Traditionally, scholarship in this area has focused on industries that produce and sell products with obvious health harming impacts. More recently, the understanding of the commercial determinants of health has expanded to encompass the “pathways through which commercial actors drive health and equity”.4 This shift has enabled more deliberate exploration of how many other sectors of the economy can influence health, including gambling, social media, housing and education, to name but a few.5

This issue of the MJA illuminates our evolving understanding of the role that social and commercial factors have on health in Australia. Two articles in this issue address how rising rates of homelessness — which includes sleeping rough, as well as reliance on emergency and temporary accommodation, couch surfing, and substandard housing — demand greater consideration from health policy makers and practitioners. First, Stearn and colleagues6 explain how housing insecurity adversely affects cancer care and outcomes and put forward several possible pathways towards achieving more equitable cancer outcomes for people experiencing homelessness. Second, English and colleagues7 explore the intersection between the worsening climate crisis and homelessness. They outline the evidence on how people experiencing homelessness are more vulnerable than people with secure housing to the health impacts of extreme heat and describe emerging public health responses, including their world first co‐designed mobile cooling hub.

Turning to health care, a perspective article by Murphy8 explores the rise in out‐of‐pocket costs for accessing non‐general practitioner specialists. “Doctors have, not unreasonably, had an expectation of earning high incomes, given the training required for each specialty fellow,” Murphy argues. “However, these incomes, and the fees that generate them, have created a number of challenges.” Several possible solutions are discussed, with Murphy concluding “self‐regulation is the simplest option. Given the community and government angst about this issue, specialists would do well to reflect on the impact of their fees on patients … [to] improve patient access and reduce the risk of government intervention”.

### TASK TO COMPLETE
Can you copy out the entire passage on social and commercial influences on health word for word?

### EXTRACTED ENTRIES
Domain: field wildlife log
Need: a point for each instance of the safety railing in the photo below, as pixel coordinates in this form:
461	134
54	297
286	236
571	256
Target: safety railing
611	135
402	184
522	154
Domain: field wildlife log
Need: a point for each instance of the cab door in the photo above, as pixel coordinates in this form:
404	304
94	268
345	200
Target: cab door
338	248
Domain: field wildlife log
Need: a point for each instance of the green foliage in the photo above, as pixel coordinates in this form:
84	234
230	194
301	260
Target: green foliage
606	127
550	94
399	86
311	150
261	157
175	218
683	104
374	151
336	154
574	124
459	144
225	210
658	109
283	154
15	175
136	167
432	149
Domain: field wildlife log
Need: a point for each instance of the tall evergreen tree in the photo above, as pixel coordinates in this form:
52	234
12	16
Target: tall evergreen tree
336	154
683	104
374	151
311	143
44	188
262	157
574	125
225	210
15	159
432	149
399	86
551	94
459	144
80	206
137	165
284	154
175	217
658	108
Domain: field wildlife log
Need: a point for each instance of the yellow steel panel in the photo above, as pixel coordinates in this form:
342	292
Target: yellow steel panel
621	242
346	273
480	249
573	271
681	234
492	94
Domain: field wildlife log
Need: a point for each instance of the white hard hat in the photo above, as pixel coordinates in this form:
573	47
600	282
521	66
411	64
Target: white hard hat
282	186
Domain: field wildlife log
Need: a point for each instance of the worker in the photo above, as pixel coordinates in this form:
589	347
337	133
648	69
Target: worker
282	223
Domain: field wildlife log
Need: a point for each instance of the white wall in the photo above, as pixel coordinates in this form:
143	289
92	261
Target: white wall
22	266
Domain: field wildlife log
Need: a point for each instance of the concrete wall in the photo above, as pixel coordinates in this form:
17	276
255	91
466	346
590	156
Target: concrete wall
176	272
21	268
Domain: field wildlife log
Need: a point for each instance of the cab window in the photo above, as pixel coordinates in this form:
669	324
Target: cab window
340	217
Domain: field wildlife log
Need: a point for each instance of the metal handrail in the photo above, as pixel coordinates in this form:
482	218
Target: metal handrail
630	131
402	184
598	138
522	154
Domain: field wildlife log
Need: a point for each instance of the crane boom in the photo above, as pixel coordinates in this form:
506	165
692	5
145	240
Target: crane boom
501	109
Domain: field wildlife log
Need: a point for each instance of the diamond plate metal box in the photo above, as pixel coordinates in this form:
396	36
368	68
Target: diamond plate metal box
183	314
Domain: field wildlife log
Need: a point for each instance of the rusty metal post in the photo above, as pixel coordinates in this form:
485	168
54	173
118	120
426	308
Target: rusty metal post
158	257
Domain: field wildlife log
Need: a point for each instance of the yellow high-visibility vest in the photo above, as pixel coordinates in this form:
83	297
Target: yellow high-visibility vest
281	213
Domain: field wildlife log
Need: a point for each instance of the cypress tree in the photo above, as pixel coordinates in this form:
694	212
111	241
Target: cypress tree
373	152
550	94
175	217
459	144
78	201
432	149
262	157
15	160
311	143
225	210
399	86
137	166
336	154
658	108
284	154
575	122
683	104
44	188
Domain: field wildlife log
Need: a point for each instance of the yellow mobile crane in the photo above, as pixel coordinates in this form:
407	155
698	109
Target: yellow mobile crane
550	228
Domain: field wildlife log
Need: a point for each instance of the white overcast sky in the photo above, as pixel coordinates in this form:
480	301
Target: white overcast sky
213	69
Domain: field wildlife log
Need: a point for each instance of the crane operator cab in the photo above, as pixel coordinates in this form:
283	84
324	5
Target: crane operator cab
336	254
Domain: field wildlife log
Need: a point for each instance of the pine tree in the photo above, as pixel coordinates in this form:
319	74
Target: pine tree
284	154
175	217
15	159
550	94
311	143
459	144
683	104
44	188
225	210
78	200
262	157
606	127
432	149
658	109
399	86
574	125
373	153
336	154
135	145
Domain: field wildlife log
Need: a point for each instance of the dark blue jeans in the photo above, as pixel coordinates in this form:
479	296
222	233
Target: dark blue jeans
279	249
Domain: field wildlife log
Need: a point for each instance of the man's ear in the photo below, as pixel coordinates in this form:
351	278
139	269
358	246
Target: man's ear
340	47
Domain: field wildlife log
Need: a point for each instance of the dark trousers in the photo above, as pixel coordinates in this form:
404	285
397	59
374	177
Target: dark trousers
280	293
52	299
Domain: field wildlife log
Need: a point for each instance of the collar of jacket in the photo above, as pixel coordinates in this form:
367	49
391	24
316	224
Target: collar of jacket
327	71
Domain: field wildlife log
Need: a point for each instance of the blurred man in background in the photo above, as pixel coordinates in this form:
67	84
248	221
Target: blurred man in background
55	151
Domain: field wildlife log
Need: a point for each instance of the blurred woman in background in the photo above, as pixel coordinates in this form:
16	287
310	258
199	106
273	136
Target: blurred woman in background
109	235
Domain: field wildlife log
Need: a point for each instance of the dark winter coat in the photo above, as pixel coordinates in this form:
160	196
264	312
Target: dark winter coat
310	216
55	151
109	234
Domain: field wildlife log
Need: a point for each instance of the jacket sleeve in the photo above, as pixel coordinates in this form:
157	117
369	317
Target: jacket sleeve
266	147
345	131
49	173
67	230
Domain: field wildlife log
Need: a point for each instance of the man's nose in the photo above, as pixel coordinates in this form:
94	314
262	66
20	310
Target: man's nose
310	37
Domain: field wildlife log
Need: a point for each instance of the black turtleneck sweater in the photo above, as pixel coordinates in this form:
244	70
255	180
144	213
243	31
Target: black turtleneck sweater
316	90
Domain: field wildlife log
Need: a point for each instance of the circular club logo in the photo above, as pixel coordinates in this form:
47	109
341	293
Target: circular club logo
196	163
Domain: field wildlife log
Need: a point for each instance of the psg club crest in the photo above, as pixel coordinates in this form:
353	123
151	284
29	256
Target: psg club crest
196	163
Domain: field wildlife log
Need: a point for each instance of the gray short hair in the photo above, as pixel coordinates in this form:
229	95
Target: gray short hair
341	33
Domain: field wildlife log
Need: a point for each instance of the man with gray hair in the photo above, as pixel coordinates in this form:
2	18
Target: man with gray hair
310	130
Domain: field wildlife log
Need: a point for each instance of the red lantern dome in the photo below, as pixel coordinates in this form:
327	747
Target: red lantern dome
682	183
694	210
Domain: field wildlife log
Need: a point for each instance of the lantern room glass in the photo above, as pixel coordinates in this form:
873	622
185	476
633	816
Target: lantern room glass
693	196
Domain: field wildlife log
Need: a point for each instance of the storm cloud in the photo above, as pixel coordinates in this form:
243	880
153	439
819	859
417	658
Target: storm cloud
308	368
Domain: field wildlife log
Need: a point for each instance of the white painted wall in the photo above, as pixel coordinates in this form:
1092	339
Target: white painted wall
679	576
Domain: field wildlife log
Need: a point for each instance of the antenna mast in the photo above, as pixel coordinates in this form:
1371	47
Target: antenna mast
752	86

### RESULT FOR THIS EXERCISE
Traditionally, scholarship in this area has focused on industries that produce and sell products with obvious health harming impacts. More recently, the understanding of the commercial determinants of health has expanded to encompass the “pathways through which commercial actors drive health and equity”.4 This shift has enabled more deliberate exploration of how many other sectors of the economy can influence health, including gambling, social media, housing and education, to name but a few.5

This issue of the MJA illuminates our evolving understanding of the role that social and commercial factors have on health in Australia. Two articles in this issue address how rising rates of homelessness — which includes sleeping rough, as well as reliance on emergency and temporary accommodation, couch surfing, and substandard housing — demand greater consideration from health policy makers and practitioners. First, Stearn and colleagues6 explain how housing insecurity adversely affects cancer care and outcomes and put forward several possible pathways towards achieving more equitable cancer outcomes for people experiencing homelessness. Second, English and colleagues7 explore the intersection between the worsening climate crisis and homelessness. They outline the evidence on how people experiencing homelessness are more vulnerable than people with secure housing to the health impacts of extreme heat and describe emerging public health responses, including their world first co‐designed mobile cooling hub.

Turning to health care, a perspective article by Murphy8 explores the rise in out‐of‐pocket costs for accessing non‐general practitioner specialists. “Doctors have, not unreasonably, had an expectation of earning high incomes, given the training required for each specialty fellow,” Murphy argues. “However, these incomes, and the fees that generate them, have created a number of challenges.” Several possible solutions are discussed, with Murphy concluding “self‐regulation is the simplest option. Given the community and government angst about this issue, specialists would do well to reflect on the impact of their fees on patients … [to] improve patient access and reduce the risk of government intervention”.